Work request 1: Do these statements agree with the stroke prediction text? For each, answer yes or no and quote the deciding words of the text exactly. (a) The proposed model reached an AUC of 98%. (b) The best-performing model in the studies [7,9] was the weighted voting algorithm. (c) Cross-validation was used to prevent overfitting.
Work request 2: Update the stroke prediction text, changing "random forest" to "RF" throughout. Begin at the words "Compared with the other" and stop after "and 71%, respectively.".
Work request 3: Continue the stroke prediction text from where it stops.

======== Source text ========

Compared with the other studies, the research works by [7,9] used different datasets, and their best-performing model is random forest in both cases, achieving 97.62% and 78% accuracy, respectively. However, the proposed model achieved better overall evaluation metrics and AUC values.

In terms of AUC, the proposed model achieved an AUC of 98%, indicating strong discrimination abilities, while the weighted voting algorithm in [11] and random forest algorithm in [9] had significant AUC scores of 93% and 71%, respectively.

Overall, it is shown that ensemble machine learning models such as ExtraTrees and random forest algorithm perform well in stroke prediction, achieving particularly high accuracy and AUC scores. Cross-validation techniques were applied to prevent overfitting and validate the data. In addition, ANN and GANN were applied and compared with the ExtraTrees classifier model.

However, complex ensemble models, while they often produce accurate results, can lack interpretability. Understanding how these models make predictions is crucial, especially in sensitive domains like healthcare. Challenges in interpretability include the black-box nature of many ensemble models, as well as their complexity arising from the combination of multiple base learners. Additionally, the non-linear relationships captured by ensemble models can further complicate interpretation. To address these challenges and ensure transparency and explainability, several techniques can be employed. Feature importance analysis calculates feature importance scores, indicating how much each feature contributes to the model’s predictions.

Integrating multi-modal data, such as clinical records, imaging data, and genetic information, is crucial to enhancing predictive accuracy and facilitating personalized treatment plans for stroke patients. Each data modality provides unique insights into different aspects of stroke risk and patient health status.

======== Data shown ========

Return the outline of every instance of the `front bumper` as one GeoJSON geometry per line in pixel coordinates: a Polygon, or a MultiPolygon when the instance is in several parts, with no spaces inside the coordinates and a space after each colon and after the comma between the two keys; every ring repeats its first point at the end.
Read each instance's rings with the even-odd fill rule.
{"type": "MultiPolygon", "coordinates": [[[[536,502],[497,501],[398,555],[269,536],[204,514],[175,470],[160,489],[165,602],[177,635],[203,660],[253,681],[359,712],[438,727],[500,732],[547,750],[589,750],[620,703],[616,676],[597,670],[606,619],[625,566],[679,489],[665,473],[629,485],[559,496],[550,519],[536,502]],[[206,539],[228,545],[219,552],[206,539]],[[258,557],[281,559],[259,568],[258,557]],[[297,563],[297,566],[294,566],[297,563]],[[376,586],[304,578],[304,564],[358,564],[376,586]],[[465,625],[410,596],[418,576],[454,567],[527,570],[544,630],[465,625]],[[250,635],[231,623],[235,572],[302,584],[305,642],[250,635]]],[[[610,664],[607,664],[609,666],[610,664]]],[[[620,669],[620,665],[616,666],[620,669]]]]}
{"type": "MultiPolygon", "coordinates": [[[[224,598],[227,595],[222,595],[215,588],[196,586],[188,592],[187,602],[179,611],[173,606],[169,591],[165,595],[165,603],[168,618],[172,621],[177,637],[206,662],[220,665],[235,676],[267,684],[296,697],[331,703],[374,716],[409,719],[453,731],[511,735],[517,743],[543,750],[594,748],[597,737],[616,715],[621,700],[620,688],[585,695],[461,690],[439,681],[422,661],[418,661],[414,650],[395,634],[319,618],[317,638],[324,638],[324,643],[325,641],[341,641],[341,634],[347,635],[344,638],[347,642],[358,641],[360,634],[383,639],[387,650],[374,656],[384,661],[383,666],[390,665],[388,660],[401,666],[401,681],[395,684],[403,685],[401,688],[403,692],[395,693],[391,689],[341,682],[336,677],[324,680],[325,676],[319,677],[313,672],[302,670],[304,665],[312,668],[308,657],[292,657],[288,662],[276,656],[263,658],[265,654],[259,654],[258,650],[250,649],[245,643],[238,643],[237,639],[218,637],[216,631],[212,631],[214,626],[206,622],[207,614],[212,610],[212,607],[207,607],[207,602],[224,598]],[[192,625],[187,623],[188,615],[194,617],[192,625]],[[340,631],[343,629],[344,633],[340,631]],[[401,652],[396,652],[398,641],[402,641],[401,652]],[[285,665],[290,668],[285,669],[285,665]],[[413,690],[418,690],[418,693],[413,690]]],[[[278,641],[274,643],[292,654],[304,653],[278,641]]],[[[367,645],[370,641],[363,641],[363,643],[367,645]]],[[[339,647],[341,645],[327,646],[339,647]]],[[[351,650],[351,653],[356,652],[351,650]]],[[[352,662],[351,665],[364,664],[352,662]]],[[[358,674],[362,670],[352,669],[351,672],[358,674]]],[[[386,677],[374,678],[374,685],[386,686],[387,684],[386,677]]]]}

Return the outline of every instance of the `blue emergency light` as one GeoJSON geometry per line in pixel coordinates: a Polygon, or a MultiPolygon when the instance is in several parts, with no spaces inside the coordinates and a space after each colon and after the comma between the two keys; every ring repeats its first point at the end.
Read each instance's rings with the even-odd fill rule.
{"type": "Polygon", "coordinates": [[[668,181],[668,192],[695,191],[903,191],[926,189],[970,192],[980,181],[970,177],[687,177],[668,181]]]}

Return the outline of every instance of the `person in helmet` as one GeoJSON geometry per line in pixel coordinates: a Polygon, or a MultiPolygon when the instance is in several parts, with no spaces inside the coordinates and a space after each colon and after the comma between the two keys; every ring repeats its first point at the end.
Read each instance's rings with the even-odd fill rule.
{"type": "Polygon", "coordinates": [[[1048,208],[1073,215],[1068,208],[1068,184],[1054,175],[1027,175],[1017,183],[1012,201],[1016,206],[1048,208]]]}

========

Final answer 1:
(a) Yes: "the proposed model achieved an AUC of 98%"
(b) No: "their best-performing model is random forest in both cases"
(c) Yes: "Cross-validation techniques were applied to prevent overfitting and validate the data"

Final answer 2:
Compared with the other studies, the research works by [7,9] used different datasets, and their best-performing model is RF in both cases, achieving 97.62% and 78% accuracy, respectively. However, the proposed model achieved better overall evaluation metrics and AUC values.

In terms of AUC, the proposed model achieved an AUC of 98%, indicating strong discrimination abilities, while the weighted voting algorithm in [11] and RF algorithm in [9] had significant AUC scores of 93% and 71%, respectively.

Final answer 3:
5. Conclusions

This research aimed to predict the risk of stroke at an early stage, which can help to reduce the death rate and increase the survivor rate in stroke patients. The high number of stroke cases in the UK in recent years highlights the importance of developing effective predictive models. This research aimed to develop a predictive classification model for the occurrence of stroke and assess the performance of the model by using appropriate evaluation metrics. Additionally, a data mining methodology was used. The findings indicate that ensemble methods, particularly the ExtraTrees classifier, achieved the highest accuracy, 98.24%, and the highest area under the curve (AUC), also 98.24%. This performance is superior to that of other models, including random forest, which also performed well, with 98.03% accuracy and AUC. These results highlight the effectiveness of ensemble methods for stroke prediction. Data pre-processing played a crucial role in improving model performance. The use of Synthetic Minority Oversampling Technique (SMOTE) for handling class imbalance, along with normalization and feature selection, was essential. These pre-processing steps ensured that the models were trained on balanced and well-prepared data, leading to more reliable predictions. When compared with the existing state-of-the-art stroke prediction methods, the proposed ensemble model demonstrated superior performance, indicating its potential for clinical application. This finding underscores the effectiveness of the advanced machine learning techniques employed in the study.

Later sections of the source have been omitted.